**Your task**
I need the lines below from the one with "<point>79,279</point>" down to the one with "<point>240,74</point>" reproduced exactly, both ends included, and nothing else.
────────────────────────────────────────
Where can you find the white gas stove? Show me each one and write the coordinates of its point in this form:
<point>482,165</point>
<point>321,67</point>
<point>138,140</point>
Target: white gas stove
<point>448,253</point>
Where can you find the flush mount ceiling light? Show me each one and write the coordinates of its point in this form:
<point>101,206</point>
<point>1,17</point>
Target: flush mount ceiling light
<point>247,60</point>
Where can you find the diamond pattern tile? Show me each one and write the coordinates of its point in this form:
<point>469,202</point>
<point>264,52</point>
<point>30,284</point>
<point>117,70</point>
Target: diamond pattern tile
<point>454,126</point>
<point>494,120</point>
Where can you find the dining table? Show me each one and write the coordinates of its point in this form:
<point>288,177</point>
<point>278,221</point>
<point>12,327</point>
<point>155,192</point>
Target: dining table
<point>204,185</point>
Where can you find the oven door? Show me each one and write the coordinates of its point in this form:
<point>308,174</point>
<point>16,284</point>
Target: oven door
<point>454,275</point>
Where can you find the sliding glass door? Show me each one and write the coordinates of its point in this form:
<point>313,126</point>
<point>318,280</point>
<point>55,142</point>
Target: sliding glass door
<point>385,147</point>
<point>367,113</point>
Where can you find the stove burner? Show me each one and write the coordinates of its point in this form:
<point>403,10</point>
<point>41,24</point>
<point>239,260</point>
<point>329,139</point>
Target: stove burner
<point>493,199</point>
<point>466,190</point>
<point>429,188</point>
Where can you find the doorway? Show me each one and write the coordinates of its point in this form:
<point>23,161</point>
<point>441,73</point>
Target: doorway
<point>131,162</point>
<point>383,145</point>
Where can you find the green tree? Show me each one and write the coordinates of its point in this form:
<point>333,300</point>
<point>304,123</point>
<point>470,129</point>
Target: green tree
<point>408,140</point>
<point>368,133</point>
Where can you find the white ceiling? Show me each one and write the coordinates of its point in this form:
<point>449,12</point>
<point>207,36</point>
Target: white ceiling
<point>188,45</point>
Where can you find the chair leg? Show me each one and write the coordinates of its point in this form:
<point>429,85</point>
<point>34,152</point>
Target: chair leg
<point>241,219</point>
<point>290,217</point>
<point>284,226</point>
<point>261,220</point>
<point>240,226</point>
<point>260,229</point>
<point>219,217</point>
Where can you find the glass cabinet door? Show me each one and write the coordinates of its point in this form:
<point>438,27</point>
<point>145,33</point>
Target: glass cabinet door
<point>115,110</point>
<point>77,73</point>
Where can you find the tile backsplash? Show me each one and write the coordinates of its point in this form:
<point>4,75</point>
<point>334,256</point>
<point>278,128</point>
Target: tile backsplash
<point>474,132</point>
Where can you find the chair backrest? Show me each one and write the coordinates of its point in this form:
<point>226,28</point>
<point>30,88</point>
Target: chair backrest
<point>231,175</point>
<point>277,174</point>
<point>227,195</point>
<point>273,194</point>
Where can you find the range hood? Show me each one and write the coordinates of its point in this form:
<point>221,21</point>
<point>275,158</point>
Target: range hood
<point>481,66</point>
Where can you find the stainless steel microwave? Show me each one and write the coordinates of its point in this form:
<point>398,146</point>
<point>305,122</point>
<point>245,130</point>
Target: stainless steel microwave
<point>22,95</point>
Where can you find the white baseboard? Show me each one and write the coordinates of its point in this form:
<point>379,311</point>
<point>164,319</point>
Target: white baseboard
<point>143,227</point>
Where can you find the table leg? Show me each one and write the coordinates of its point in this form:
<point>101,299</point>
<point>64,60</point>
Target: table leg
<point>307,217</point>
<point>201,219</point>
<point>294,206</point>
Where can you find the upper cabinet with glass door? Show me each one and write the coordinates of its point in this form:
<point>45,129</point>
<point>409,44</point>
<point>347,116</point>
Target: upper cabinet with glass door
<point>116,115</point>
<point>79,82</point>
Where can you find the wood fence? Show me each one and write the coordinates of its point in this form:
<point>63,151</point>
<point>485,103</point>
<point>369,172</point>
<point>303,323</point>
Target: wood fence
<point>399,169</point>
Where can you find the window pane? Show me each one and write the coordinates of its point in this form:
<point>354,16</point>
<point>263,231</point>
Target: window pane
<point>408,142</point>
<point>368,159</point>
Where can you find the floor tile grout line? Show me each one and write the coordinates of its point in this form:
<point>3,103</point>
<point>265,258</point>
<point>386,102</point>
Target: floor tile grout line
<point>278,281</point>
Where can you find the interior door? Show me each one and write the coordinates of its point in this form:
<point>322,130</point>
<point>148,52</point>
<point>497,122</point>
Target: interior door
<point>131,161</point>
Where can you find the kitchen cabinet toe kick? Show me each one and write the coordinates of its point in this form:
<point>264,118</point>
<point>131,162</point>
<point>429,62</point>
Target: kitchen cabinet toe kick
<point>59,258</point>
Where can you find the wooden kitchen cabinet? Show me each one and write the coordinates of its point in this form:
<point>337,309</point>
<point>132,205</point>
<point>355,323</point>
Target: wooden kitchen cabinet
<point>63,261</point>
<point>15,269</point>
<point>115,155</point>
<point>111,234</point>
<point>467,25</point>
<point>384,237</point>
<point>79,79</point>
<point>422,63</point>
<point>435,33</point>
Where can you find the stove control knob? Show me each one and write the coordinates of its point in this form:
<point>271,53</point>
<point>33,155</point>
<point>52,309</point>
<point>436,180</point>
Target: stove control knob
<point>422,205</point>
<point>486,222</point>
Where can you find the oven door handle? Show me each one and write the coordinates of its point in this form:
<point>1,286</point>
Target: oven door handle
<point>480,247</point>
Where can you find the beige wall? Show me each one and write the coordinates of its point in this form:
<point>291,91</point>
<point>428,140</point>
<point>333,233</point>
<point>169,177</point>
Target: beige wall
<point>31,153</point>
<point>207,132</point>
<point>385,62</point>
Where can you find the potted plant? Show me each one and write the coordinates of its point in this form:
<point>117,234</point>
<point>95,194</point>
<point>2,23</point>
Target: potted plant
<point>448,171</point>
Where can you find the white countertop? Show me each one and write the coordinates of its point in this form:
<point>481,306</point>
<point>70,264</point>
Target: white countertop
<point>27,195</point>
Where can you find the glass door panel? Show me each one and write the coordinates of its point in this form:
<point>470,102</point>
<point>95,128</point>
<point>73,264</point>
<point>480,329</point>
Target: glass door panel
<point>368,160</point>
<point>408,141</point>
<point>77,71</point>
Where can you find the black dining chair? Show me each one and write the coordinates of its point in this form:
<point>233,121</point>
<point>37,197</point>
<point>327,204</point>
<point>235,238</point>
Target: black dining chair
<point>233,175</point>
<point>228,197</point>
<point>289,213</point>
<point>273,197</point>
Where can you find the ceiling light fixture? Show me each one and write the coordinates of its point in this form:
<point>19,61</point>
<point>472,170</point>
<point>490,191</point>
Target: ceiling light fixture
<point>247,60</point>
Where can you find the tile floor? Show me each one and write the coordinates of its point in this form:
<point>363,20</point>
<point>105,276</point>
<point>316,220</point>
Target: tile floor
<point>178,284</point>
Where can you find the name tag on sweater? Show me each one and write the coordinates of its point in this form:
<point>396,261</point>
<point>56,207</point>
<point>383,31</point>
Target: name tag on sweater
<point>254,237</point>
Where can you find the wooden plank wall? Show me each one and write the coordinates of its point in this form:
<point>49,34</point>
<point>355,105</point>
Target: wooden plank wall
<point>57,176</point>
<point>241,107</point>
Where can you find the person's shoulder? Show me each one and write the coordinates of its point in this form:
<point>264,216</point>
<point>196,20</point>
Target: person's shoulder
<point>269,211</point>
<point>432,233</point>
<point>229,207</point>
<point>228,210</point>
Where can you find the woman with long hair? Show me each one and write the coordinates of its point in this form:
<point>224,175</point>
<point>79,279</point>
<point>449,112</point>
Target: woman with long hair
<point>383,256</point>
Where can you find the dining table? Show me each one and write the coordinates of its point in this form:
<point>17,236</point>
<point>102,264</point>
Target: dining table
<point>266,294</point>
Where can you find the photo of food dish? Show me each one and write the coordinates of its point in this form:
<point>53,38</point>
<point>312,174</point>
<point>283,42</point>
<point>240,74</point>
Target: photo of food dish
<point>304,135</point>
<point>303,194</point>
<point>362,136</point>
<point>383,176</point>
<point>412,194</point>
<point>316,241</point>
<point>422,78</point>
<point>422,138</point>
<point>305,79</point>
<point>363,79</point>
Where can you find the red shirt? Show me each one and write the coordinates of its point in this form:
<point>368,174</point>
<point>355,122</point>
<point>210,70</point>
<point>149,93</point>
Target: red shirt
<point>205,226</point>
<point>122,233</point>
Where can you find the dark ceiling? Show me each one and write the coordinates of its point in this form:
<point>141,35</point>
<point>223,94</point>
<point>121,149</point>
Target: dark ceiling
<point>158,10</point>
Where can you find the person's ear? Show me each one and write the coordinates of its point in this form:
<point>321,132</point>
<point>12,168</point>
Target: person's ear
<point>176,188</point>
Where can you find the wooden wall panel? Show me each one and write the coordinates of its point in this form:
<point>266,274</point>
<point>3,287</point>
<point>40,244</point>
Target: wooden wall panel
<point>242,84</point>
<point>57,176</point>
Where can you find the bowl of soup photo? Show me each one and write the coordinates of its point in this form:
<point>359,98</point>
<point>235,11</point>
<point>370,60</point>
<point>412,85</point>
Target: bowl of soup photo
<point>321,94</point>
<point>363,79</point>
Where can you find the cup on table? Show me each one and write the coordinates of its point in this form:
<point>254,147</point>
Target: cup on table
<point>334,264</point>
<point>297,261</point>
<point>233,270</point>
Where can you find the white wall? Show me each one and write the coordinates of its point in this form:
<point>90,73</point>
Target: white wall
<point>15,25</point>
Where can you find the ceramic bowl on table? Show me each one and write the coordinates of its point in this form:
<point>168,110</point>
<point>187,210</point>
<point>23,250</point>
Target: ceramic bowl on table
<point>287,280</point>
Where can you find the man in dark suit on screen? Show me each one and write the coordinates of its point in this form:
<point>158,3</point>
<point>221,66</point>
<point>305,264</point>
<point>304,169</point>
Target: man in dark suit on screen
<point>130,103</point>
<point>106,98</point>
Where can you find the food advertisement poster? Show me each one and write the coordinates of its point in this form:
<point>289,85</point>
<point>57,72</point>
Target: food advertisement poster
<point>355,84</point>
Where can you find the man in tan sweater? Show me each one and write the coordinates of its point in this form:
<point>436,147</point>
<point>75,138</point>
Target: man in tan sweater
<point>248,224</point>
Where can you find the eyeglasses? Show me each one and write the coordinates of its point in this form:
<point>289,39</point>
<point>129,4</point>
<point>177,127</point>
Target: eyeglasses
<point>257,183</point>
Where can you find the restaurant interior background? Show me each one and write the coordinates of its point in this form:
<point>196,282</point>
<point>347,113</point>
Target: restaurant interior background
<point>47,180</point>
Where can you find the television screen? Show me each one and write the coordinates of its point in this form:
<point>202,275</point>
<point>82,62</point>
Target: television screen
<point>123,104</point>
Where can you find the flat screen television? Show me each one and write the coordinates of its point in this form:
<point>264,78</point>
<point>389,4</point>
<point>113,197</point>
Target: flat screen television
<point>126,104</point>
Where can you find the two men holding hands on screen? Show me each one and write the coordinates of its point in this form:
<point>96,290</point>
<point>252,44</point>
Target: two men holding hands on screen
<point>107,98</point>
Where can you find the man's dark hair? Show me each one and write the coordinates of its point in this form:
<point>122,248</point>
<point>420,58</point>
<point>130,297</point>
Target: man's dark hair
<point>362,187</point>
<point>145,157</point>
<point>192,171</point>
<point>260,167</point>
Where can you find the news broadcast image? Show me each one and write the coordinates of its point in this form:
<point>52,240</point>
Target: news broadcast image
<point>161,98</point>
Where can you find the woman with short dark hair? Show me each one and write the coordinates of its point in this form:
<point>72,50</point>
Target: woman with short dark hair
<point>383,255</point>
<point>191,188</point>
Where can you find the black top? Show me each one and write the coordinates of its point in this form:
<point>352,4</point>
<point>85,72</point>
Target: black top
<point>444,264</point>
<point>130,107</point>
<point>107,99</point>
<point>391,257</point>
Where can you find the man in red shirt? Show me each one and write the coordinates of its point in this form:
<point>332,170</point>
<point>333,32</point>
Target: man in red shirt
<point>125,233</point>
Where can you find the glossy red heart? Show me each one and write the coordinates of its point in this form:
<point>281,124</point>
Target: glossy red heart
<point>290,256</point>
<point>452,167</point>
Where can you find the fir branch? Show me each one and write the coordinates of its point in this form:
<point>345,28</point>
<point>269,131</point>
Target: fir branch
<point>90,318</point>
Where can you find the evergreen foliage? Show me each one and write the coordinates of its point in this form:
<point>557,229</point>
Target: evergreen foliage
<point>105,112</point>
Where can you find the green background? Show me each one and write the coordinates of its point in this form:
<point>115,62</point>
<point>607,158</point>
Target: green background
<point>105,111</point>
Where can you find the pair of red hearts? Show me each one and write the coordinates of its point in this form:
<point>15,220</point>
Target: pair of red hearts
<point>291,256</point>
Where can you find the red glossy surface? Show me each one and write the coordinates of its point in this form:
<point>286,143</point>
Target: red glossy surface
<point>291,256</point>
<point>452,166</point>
────────────────────────────────────────
**Result of the exercise**
<point>79,279</point>
<point>449,112</point>
Target: woman with long hair
<point>383,256</point>
Where can you find the dining table? Show me each one and write the coordinates of its point in this form:
<point>17,236</point>
<point>102,264</point>
Target: dining table
<point>266,294</point>
Where can you find the photo of food dish? Show me each one and write the coordinates of its point in this form:
<point>53,38</point>
<point>312,174</point>
<point>283,42</point>
<point>240,74</point>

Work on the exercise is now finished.